**TASK DETAILS:**
What you return should be the complete data below, word for word, with no pictures in it.

**DATA FOR PROCESSING:**
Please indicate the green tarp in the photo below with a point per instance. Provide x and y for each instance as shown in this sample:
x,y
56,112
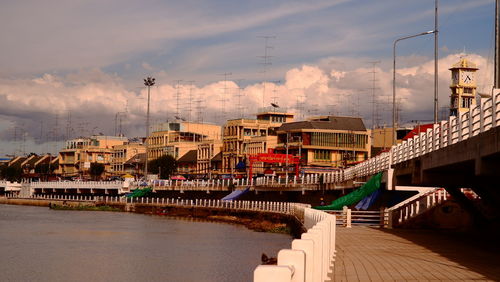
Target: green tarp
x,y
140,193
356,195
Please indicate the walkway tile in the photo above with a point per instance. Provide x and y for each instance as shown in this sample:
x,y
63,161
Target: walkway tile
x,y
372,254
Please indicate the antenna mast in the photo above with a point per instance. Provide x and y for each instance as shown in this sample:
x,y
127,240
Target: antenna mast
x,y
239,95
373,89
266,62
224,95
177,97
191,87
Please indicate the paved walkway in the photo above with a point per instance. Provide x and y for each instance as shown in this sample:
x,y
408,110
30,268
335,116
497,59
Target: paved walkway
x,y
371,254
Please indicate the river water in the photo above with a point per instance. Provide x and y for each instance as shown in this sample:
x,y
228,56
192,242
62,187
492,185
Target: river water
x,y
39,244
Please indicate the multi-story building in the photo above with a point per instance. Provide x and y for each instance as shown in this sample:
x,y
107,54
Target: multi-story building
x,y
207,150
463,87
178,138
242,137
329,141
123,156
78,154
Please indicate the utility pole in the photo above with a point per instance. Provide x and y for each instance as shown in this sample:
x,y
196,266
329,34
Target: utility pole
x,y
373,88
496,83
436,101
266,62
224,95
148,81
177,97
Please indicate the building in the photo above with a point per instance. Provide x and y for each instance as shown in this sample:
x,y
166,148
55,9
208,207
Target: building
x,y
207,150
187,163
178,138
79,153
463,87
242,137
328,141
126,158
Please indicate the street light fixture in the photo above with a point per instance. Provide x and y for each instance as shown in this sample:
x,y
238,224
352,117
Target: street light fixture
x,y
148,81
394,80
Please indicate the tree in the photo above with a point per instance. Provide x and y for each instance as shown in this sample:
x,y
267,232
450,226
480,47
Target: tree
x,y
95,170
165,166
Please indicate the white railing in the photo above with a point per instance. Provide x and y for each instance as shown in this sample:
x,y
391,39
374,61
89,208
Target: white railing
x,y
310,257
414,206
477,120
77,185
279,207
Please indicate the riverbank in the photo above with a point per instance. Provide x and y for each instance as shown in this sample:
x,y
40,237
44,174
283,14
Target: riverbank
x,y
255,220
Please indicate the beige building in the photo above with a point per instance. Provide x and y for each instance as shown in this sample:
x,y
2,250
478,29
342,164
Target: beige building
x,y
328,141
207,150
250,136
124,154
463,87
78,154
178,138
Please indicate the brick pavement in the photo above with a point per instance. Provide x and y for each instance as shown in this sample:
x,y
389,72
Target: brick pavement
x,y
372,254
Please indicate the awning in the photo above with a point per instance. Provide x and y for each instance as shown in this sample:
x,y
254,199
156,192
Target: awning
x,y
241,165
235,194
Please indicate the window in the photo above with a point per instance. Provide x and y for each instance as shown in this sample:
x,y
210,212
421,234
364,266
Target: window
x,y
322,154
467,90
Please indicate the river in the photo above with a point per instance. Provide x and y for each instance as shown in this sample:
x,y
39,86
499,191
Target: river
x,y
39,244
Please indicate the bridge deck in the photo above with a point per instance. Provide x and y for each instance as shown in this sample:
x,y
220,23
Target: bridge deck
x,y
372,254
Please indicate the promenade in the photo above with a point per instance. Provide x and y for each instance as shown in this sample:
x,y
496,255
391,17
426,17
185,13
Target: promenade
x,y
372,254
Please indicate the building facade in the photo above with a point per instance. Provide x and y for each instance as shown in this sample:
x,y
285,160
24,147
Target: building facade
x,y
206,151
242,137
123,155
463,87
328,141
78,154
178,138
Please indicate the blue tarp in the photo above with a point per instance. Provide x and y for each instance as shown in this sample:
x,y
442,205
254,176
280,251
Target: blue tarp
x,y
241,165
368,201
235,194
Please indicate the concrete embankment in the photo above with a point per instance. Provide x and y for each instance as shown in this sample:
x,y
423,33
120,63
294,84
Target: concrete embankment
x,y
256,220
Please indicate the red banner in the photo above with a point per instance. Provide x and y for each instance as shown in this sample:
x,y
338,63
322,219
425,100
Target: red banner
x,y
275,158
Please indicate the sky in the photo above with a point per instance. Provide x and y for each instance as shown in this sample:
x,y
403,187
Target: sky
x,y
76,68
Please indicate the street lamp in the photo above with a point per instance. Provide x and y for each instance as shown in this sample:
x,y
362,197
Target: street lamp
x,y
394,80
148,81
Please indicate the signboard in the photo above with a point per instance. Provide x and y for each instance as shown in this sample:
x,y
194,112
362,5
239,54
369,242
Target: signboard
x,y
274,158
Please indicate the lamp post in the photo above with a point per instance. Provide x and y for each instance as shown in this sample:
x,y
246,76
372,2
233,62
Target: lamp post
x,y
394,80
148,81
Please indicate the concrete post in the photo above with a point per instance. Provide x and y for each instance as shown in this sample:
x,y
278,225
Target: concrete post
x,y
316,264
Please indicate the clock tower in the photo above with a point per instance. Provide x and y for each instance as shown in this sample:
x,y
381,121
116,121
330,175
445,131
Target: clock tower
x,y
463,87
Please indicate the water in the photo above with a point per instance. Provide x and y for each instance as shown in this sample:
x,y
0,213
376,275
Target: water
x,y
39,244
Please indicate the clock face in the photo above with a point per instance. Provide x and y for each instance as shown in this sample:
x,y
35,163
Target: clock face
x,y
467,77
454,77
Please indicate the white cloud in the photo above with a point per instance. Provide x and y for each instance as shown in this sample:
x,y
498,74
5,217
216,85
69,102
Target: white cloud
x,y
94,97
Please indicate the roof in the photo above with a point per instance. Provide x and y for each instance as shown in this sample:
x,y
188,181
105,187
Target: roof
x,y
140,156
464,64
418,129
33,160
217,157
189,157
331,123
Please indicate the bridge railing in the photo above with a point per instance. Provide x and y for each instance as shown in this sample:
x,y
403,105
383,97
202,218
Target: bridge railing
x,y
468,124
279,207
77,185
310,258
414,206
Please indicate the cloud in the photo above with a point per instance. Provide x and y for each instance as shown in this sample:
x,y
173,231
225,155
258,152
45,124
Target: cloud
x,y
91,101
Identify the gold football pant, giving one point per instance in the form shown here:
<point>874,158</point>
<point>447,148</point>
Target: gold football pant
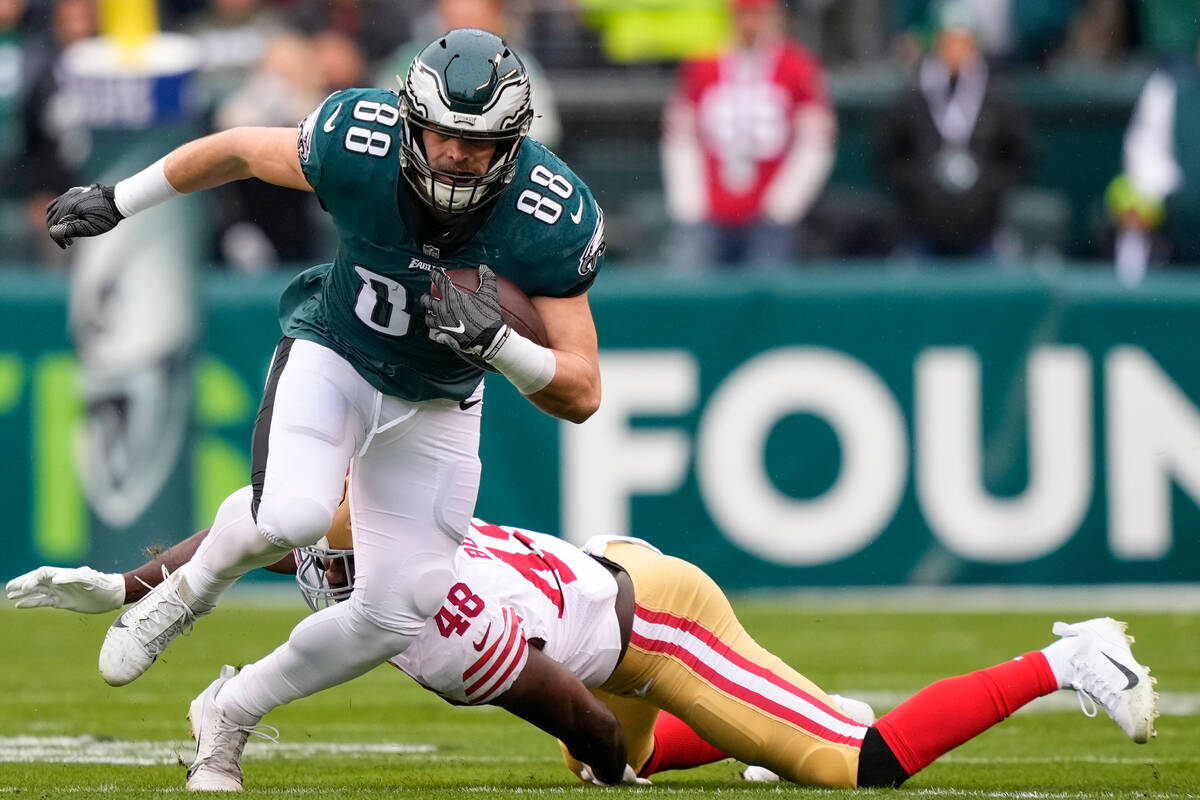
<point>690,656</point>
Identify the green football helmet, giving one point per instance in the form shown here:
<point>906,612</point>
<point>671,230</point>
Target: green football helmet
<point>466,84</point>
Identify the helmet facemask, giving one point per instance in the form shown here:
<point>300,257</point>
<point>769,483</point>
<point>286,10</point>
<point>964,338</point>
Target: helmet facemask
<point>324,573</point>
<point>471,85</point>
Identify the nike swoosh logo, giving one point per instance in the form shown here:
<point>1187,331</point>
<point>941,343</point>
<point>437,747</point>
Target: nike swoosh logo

**WRITTEN ANSWER:**
Please indicate the green tarp in the photo below with a point per instance. Provide x and y for each instance as shown in this sample:
x,y
56,112
Target: green tarp
x,y
140,193
356,195
Please indicate the walkway tile in the photo above with a point per instance. Provide x and y for each instance as shown in this sample:
x,y
63,161
Target: walkway tile
x,y
372,254
Please indicate the antenna mast in the photo above with a point per instance. Provide x and y for each instance as shown in this sample:
x,y
127,240
Target: antenna mast
x,y
239,95
373,89
266,62
224,95
177,97
191,87
Please indicate the paved walkway in the photo above with a point per instance. Provide x and y for each instance as shown in this sample:
x,y
408,110
30,268
335,116
497,59
Target: paved walkway
x,y
371,254
Please indicate the river water in the photo above with a point per instance. Provide x and y for each instance as shown in this sample:
x,y
228,56
192,242
62,187
492,185
Target: river water
x,y
39,244
Please indicate the multi-story building in the photo above with a point per instance. Provide x and y for each instance as shown in this sample:
x,y
107,54
Target: multi-story building
x,y
207,150
463,87
178,138
242,137
329,141
123,156
78,154
Please indicate the utility pole in the photo above with a point per instance. Provide x and y for each instance as shown in this sample:
x,y
196,266
329,34
Target: utility pole
x,y
373,88
496,83
436,101
266,62
224,95
148,81
177,97
Please indicate the building in the photo above with a point per instance. Provide x and y for each instance as shown in this sample:
x,y
166,148
55,9
208,207
Target: building
x,y
207,150
187,163
178,138
79,153
463,87
242,137
328,141
126,158
Please indicate the street light fixture in the photo above with a point per instance. Provide x and y for each instance as shown in this sample:
x,y
238,224
352,117
Target: street light fixture
x,y
148,81
394,80
Please indicate the tree in the photo above with a point per instance. Provide x and y for each instance as shown in this sample:
x,y
267,232
450,226
480,47
Target: tree
x,y
95,170
165,166
Please indicate the white railing in the photo above with a point per instance. Provide x and y for each instance as shown in this sample:
x,y
391,39
374,61
89,208
Target: white railing
x,y
310,257
414,206
477,120
77,185
279,207
Please indicate the riverbank in the photo above with a point per instance. Provide x and y for each instance as shown in this sample:
x,y
40,237
44,174
283,14
Target: riverbank
x,y
255,220
Please indicate the beige building in the photo above with a point per instance. Provide x and y for each instance as shown in this sample:
x,y
2,250
478,29
342,164
Target: beige building
x,y
328,141
207,150
250,136
124,154
463,87
78,154
178,138
Please indicate the brick pavement in the photo above with a point per instance. Provide x and y for each instance as shown in this sample:
x,y
389,72
Target: brick pavement
x,y
372,254
Please indicate the awning in the photo above with a point per instance. Provide x and y for each instance as shown in this sample:
x,y
254,199
156,192
Target: awning
x,y
241,165
235,194
Please indicate the window in the photo above with a point per instance. Provide x and y for each instance as shown in this sample:
x,y
210,212
421,234
364,266
Target: window
x,y
322,154
467,90
Please indicate the river in the photo above with a point per instance. Provide x and y for each instance as shown in this sample:
x,y
39,86
499,191
Target: river
x,y
39,244
Please indicate the bridge deck in the photo above with a point per instance. Provide x and y for each instance as shown in this sample:
x,y
220,23
Target: bridge deck
x,y
372,254
Please indicate the promenade in the photo above with a point per instance. Provide x and y for each instance as shown in this sample:
x,y
496,255
391,17
426,17
185,13
Target: promenade
x,y
372,254
Please indicate the building facade in the photo above with a point per instance. Provide x and y for each instance as shown in this sample:
x,y
285,160
24,147
Target: building facade
x,y
206,151
242,137
123,155
463,87
328,141
78,154
178,138
Please indicate the blue tarp in the photo above with a point per instance. Provide x and y for each instance as shown in this sample:
x,y
442,205
254,176
280,251
Target: blue tarp
x,y
241,165
368,201
235,194
Please indicate the concrete embankment in the photo above with a point per instance. Provide x and y for each instance as shown in this sample:
x,y
423,33
120,63
294,84
Target: concrete embankment
x,y
256,220
Please indicate the red banner in the photo above with a point per instance. Provide x and y for each instance as shown in this sample:
x,y
338,63
322,219
425,100
Target: red banner
x,y
275,158
Please indicate the sky in the photo above with a point per instance. Provide x and y for each instance as shown in this sample:
x,y
403,187
Target: sky
x,y
76,68
Please indicate the street lamp in the photo above with a point per instance. Provide x and y for each instance as shown in this sample:
x,y
362,197
Target: street lamp
x,y
394,80
148,81
Please indicate the signboard in the photo above with a point per instance. Provide x and y for each instance as shown in this sample:
x,y
194,112
362,5
239,54
369,242
Target: signboard
x,y
274,158
Please indicate the lamp post in the photo above with a point per instance. Provide x and y for each instance as shown in this sample:
x,y
246,76
372,2
233,62
Target: lamp post
x,y
394,80
148,81
Please indicate the concrete post in the photo above with a point per instance. Provide x and y for each instance as shown in this sample:
x,y
278,225
Target: concrete post
x,y
316,264
Please indicate the clock tower in the photo above with a point per instance. Provide x and y for each instance as shown in this sample:
x,y
381,121
116,121
330,175
445,131
Target: clock tower
x,y
463,87
Please indicate the water in the photo above with a point per instance. Provide x and y for each instance as shown in this sample:
x,y
0,213
376,275
Target: water
x,y
39,244
Please indicate the clock face in the photo above with a point per instance. Provide x and y for each instance as shown in this sample:
x,y
35,163
Target: clock face
x,y
467,77
454,77
Please indicate the white cloud in the photo above with a point per instance. Provide x and y for each instance as shown in this sample:
x,y
498,74
5,217
216,85
69,102
Target: white cloud
x,y
94,97
Please indicate the roof in the photo above with a point per instance. Provide x and y for each instance as shown in this sample:
x,y
188,181
105,187
Target: roof
x,y
140,156
464,64
418,129
33,160
217,157
189,157
331,123
Please indicate the bridge railing in the photo above with a point per instance. Provide x and y for each instance as shown in this sample:
x,y
403,105
383,97
202,218
Target: bridge railing
x,y
468,124
279,207
77,185
310,258
414,206
Please indicate the cloud in the photo above with a point per instance. Provide x and y for each instance as shown in this sample:
x,y
173,231
225,155
258,152
45,124
Target: cloud
x,y
91,101
Identify the gold football pant, giving one point per instance in the form shown here:
<point>874,158</point>
<point>447,148</point>
Target: gold football pant
<point>690,656</point>
Identify the green football helmet, giving one point per instance in the form shown here:
<point>906,612</point>
<point>671,230</point>
Target: green football helmet
<point>466,84</point>
Identify the helmet facemask, giving one point per instance in the form shown here:
<point>300,257</point>
<point>769,483</point>
<point>286,10</point>
<point>964,338</point>
Target: helmet facemask
<point>324,573</point>
<point>471,85</point>
Identify the nike swoosh logo, giving one point per instance in the form shown here:
<point>1187,331</point>
<point>941,343</point>
<point>437,747</point>
Target: nike swoosh logo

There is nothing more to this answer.